▸ ITEMS:
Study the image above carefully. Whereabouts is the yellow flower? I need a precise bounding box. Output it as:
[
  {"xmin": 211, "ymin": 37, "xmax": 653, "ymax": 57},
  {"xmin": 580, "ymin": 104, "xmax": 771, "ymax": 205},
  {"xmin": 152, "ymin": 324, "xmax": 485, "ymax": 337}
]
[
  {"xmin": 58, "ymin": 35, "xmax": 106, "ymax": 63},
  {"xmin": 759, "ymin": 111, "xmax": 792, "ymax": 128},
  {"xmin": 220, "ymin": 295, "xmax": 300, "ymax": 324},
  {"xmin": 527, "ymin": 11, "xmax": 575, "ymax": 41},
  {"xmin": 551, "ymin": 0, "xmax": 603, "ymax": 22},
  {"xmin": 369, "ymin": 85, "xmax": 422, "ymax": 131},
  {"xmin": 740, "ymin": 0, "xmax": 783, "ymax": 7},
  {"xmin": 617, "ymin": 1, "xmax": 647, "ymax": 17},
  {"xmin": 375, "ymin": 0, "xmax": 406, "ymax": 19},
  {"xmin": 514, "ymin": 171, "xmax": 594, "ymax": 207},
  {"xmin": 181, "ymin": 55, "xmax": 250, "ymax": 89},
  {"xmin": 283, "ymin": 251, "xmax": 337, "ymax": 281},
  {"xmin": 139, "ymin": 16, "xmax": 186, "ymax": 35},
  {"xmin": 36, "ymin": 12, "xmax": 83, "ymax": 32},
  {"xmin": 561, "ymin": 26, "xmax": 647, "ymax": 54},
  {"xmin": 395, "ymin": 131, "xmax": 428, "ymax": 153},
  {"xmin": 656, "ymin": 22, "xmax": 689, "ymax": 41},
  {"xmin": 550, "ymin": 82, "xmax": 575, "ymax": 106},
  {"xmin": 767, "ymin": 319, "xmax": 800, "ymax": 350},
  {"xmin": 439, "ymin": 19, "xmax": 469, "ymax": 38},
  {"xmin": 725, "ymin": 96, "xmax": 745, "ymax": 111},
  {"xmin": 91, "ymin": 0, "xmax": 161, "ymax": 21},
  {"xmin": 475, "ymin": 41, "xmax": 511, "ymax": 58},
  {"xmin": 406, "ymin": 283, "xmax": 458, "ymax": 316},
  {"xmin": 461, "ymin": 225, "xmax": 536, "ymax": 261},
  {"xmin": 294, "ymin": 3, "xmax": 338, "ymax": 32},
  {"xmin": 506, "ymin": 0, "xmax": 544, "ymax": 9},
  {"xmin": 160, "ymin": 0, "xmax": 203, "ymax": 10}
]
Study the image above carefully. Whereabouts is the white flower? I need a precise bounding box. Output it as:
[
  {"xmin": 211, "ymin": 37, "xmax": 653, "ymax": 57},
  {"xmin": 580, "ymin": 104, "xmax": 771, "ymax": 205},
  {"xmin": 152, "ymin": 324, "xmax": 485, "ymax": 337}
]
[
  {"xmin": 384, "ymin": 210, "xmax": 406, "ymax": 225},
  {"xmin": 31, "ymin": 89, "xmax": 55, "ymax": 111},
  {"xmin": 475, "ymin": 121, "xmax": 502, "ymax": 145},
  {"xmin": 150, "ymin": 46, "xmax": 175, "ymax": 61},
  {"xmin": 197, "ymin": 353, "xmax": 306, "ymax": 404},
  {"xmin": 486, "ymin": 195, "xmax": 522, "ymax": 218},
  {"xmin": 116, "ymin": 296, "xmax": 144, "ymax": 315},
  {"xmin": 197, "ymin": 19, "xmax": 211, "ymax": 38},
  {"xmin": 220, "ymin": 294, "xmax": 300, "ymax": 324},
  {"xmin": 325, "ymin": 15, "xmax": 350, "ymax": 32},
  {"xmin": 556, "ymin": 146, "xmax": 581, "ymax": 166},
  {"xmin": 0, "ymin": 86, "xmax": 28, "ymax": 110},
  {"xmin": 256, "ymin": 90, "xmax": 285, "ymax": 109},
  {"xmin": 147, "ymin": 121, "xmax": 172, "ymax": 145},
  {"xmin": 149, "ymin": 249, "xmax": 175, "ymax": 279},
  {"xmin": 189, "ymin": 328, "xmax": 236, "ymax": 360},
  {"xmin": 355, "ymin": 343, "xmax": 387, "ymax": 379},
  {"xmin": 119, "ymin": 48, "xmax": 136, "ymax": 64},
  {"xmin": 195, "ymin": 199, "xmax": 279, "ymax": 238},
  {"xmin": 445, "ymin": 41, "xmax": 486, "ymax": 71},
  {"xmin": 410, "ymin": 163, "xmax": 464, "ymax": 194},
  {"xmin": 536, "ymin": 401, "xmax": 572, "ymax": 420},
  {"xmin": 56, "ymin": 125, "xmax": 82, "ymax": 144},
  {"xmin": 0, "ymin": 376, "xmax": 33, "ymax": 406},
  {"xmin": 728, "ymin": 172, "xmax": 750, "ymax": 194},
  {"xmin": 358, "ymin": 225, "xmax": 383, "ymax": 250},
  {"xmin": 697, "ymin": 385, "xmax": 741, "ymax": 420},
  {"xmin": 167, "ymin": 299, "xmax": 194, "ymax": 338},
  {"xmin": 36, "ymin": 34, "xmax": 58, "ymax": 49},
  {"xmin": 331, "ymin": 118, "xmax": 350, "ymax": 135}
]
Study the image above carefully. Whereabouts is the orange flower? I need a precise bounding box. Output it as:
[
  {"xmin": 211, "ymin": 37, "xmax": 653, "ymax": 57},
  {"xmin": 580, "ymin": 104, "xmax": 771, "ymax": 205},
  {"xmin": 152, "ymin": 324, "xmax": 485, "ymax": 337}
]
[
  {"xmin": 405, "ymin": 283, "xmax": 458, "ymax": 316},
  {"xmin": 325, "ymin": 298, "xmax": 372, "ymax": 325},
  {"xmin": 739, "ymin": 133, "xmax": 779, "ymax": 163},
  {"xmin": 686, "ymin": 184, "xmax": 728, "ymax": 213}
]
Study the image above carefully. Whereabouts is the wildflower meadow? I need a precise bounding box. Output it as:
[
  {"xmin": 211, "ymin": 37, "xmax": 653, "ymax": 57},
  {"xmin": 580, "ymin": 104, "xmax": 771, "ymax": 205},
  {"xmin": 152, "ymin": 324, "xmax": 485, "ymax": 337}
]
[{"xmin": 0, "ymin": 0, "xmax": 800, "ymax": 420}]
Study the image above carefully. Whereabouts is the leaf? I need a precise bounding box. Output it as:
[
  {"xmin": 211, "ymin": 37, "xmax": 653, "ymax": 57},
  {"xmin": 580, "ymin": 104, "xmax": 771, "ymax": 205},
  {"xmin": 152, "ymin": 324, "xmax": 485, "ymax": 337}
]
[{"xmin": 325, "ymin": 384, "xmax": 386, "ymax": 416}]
==
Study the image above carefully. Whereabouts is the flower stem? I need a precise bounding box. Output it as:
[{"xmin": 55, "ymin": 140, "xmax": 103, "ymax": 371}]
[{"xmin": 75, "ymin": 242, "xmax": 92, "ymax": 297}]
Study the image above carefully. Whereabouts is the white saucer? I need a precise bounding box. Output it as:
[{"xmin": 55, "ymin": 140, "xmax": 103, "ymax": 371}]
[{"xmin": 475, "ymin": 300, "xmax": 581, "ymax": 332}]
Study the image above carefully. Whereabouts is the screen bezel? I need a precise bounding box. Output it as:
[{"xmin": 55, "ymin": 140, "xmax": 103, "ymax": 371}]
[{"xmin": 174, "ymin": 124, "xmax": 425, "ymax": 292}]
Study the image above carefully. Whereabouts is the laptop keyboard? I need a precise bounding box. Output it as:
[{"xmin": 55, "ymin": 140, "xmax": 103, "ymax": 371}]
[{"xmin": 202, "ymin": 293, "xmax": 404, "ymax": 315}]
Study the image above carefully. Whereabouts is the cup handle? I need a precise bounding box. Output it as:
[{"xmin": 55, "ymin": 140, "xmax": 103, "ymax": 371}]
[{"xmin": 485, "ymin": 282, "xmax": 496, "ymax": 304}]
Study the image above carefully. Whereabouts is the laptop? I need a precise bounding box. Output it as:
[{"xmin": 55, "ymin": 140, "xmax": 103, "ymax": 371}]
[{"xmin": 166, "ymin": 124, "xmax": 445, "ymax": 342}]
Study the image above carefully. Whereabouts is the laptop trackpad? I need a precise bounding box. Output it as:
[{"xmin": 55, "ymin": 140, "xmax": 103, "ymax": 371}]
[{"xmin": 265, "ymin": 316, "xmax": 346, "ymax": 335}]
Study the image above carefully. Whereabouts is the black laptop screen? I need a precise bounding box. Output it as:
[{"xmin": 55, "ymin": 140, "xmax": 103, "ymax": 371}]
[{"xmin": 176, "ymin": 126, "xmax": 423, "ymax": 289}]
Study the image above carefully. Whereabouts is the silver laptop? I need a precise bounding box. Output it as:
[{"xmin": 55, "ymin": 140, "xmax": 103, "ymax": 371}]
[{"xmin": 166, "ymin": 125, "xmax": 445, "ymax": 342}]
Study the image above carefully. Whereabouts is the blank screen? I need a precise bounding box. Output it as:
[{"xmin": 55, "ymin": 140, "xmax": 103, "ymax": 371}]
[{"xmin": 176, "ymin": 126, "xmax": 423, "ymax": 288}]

▸ PROBLEM REQUIREMENTS:
Gather every line in the records that contains the word "white", copying each one in full. Case counts.

▸ TASK RESULT:
Study the image above carefully. Whereabouts is the white flower? I need a precise bounding box. Output it as:
Study the image above carefully. Whereabouts is the white saucer? I need a precise bounding box. Output it as:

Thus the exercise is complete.